===== Provided entries =====

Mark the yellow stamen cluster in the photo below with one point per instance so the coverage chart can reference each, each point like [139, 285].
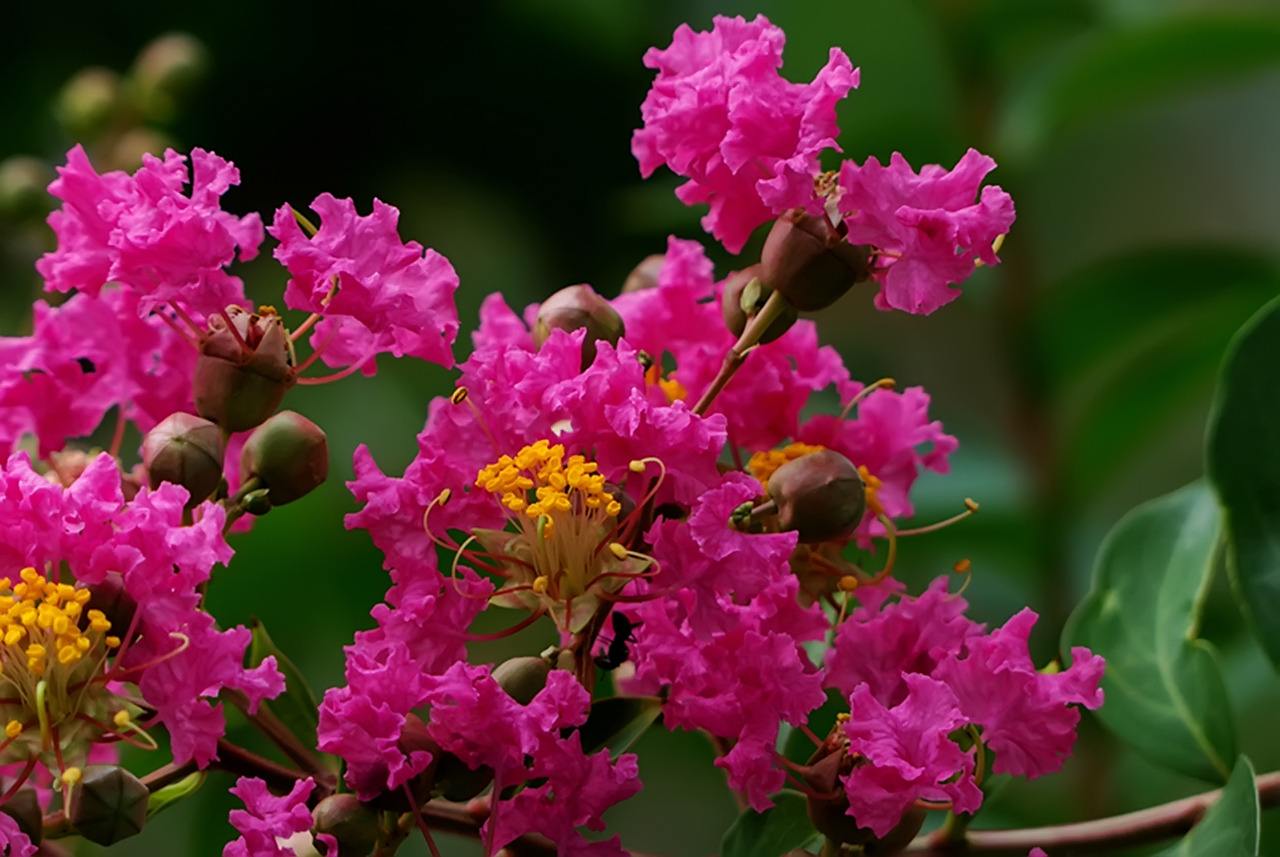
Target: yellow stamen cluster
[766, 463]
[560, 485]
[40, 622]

=====
===== Provided entries =====

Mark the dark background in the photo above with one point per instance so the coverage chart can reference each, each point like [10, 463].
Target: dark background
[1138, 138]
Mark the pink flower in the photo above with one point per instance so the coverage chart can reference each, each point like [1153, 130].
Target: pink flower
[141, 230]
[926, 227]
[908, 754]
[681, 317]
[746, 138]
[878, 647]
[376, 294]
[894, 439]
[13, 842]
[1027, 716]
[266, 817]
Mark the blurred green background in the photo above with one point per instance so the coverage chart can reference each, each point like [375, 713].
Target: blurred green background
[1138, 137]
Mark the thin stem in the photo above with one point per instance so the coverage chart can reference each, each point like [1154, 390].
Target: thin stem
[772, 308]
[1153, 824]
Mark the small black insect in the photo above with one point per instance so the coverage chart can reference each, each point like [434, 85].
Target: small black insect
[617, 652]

=====

→ What to do
Word for word, restate the lines of the listing above starting at the line with "Mark the dark" and ending at the line with "Mark the pink", and nothing outside them.

→ Reply
Mark the dark background in the photo above with one point per instance so the coverage chart can reference each, each point like [10, 463].
Target: dark background
[1138, 138]
Mark the pink flower in the photo above with one point per instance so the coverage chart can reference each, each point like [1153, 130].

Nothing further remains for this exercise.